▶ _Provided records_:
=== Begin Enclosure ===

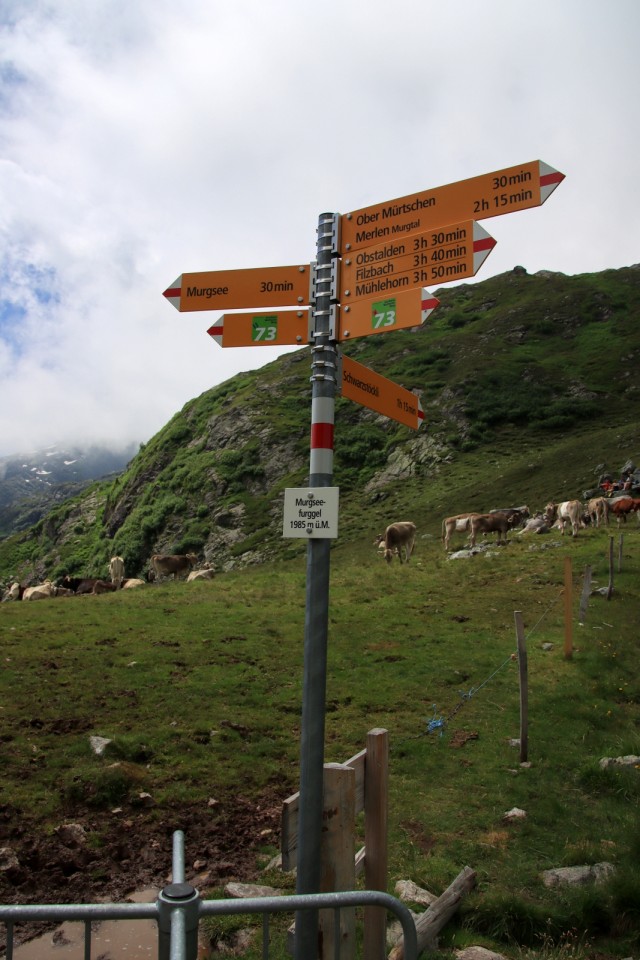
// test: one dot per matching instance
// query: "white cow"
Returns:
(116, 570)
(396, 537)
(42, 591)
(461, 523)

=== End Enclosure ===

▶ _Exercise instructions_: Leave the pictures out and output all of the data verbatim.

▶ _Result of the exercise_:
// test: one dot per matching instance
// query: "white cow"
Returns:
(116, 570)
(396, 537)
(42, 591)
(461, 523)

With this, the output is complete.